■ Cosa produrre
Puoi restituire parola per parola il passo del testo sull'interrogatorio di garanzia che va da "La successiva traduzione, in" a "tradurre l’ordinanza cautelare."?
------ Sezione del documento ------
L’art. 294, comma 1, cod. proc. pen. stabilisce che il giudice che ha deciso in ordine all’applicazione della misura cautelare, se non vi ha proceduto nel corso dell’udienza di convalida dell’arresto, effettua l’interrogatorio della persona in stato di custodia cautelare in carcere immediatamente e comunque non oltre cinque giorni dall’inizio dell’esecuzione della custodia.
Nel comma 2 è previsto che nel caso di assoluto impedimento, il giudice ne dà atto con decreto motivato e il termine per l’interrogatorio decorre nuovamente dalla data in cui il giudice riceve comunicazione della cessazione dell’impedimento o comunque accerta la cessazione dello stesso.
Pertanto, qualora, come nella specie, in sede di udienza di convalida l’interrogatorio non venga effettuato per ragioni di forza maggiore, il successivo titolo custodiale è legittimamente emesso ma il giudice per le indagini preliminari è tenuto ad espletare l’interrogatorio di garanzia ex art 294 cod. proc. pen., proprio perché, in mancanza di interrogatorio nell’udienza di convalida, tornano applicabili le regole generali in tema di esecuzione dei provvedimenti di coercizione personale di cui agli artt. 291 e ss. cod. proc. pen. (cfr. in tema di fermo Sez. 6, n. 146 del 22/01/1992, Quarta, Rv. 189441 – 01).
Deriva che, ove l’interrogatorio di garanzia non venga esperito nel termine previsto dall’art 294 cod. proc. pen., la custodia cautelare perde efficacia, a norma dell’art. 302 cpp (Sez. 6, n. 837 del 04/03/1991, Bottone, Rv. 190043 – 01), e la difesa può formulare istanza di liberazione (Sez. 6, n. 29214 del 06/07/2021, Hajdaraj, Rv. 281826 – 01; Sez. 6, n. 6761 del 07/11/2013, dep. 2014, Calvigioni, Rv. 258993 – 01).
La successiva traduzione, in lingua nota all’arrestato, dell’ordinanza cautelare non svolge effetto sanante, né può sostituirsi all’interrogatorio, poiché assolve solo all’obbligo di contestazione ma non anche a quello di acquisizione delle eventuali difese della persona sottoposta a misura cautelare. Nella fattispecie in esame la causa di forza maggiore è cessata già nel pomeriggio del 13 maggio 2024, quando l’interprete è stato convocato dal GIP per il conferimento dell’incarico di tradurre l’ordinanza cautelare.
------ Materiale mostrato ------
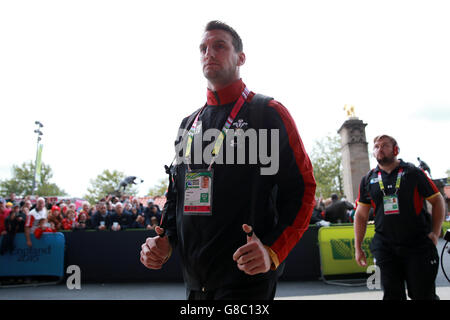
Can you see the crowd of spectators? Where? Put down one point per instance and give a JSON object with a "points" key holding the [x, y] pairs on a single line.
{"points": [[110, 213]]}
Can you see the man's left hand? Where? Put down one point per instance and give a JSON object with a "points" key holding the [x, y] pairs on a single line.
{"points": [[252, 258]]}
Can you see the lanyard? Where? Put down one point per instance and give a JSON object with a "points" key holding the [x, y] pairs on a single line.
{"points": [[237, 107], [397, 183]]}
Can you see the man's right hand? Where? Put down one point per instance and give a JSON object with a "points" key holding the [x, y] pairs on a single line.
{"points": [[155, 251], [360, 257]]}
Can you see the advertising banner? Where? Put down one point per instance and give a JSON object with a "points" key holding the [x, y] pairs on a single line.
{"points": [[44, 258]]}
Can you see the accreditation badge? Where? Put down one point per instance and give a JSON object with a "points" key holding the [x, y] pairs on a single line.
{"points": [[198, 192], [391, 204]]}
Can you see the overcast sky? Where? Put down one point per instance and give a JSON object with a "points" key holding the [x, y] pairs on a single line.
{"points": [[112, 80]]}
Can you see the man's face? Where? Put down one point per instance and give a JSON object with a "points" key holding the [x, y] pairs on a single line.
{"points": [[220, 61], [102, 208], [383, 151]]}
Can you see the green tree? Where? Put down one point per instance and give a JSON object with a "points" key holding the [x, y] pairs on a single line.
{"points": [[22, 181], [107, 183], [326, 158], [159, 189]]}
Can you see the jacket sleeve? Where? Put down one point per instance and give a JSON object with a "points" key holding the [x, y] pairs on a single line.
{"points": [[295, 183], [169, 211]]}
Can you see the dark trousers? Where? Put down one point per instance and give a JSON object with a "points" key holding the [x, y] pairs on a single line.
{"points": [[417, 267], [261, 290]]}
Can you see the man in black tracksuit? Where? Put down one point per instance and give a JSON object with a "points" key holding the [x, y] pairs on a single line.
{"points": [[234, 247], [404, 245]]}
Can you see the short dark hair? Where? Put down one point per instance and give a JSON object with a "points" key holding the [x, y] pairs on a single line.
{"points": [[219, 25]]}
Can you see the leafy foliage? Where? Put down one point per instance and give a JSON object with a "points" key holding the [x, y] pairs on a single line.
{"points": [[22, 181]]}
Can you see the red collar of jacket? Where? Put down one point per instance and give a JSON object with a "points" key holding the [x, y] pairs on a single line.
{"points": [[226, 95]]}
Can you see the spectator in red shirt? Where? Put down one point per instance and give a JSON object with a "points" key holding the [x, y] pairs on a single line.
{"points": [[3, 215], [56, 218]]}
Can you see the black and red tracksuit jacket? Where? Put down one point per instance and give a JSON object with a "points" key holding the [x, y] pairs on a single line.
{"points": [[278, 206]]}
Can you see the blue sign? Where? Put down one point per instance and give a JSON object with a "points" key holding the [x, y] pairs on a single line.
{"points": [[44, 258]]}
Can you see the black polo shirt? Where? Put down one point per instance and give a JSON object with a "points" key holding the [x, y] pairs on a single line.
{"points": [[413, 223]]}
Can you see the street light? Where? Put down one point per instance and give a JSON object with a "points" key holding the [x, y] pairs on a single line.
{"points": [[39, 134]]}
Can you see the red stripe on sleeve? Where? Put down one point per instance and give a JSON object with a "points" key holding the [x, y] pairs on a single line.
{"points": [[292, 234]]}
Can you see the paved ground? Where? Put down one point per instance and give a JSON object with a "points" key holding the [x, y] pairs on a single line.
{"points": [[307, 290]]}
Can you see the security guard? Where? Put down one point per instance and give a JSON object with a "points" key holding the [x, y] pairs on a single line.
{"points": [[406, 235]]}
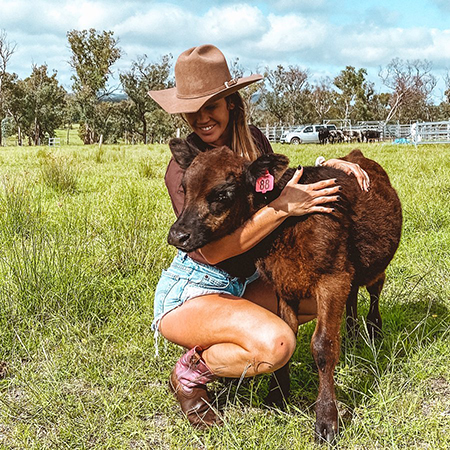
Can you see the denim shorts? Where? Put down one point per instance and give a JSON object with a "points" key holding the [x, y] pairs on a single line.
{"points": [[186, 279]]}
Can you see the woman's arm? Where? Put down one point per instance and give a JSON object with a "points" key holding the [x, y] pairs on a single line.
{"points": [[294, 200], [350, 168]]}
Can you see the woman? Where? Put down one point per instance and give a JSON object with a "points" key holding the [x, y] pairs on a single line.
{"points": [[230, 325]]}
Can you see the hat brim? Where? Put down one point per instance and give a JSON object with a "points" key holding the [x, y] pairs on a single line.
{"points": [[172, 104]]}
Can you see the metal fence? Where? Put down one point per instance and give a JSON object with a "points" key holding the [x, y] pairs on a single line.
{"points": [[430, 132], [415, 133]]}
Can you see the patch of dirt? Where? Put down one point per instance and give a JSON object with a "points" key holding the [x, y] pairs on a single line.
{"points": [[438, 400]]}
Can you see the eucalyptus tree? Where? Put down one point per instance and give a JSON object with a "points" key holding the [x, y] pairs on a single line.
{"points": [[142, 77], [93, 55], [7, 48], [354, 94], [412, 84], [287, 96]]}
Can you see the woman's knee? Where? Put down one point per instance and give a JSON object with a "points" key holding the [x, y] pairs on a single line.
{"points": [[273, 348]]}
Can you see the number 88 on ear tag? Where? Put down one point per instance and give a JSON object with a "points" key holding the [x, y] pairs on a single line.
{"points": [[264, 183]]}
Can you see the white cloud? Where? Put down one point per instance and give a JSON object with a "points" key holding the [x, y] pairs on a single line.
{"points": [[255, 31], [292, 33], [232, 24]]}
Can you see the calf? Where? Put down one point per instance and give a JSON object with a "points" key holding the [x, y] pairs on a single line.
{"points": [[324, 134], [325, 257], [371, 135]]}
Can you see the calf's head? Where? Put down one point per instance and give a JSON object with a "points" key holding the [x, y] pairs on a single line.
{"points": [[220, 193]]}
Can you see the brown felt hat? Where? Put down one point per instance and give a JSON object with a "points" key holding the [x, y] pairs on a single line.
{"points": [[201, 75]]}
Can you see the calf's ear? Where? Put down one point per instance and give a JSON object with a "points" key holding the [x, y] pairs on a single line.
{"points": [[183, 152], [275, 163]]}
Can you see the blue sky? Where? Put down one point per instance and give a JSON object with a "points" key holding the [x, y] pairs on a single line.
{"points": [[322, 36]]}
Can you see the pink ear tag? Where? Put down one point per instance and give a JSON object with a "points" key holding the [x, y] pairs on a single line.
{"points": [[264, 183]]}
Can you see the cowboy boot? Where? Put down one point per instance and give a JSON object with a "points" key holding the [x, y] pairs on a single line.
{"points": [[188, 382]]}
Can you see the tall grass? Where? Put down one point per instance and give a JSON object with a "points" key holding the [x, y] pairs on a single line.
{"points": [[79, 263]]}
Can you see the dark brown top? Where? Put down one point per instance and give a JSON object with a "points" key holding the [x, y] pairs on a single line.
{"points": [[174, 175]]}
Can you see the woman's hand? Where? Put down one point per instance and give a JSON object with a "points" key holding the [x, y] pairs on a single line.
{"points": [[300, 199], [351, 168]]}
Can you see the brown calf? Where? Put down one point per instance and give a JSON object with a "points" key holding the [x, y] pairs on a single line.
------
■ Soluzione
La successiva traduzione, in lingua nota all’arrestato, dell’ordinanza cautelare non svolge effetto sanante, né può sostituirsi all’interrogatorio, poiché assolve solo all’obbligo di contestazione ma non anche a quello di acquisizione delle eventuali difese della persona sottoposta a misura cautelare. Nella fattispecie in esame la causa di forza maggiore è cessata già nel pomeriggio del 13 maggio 2024, quando l’interprete è stato convocato dal GIP per il conferimento dell’incarico di tradurre l’ordinanza cautelare.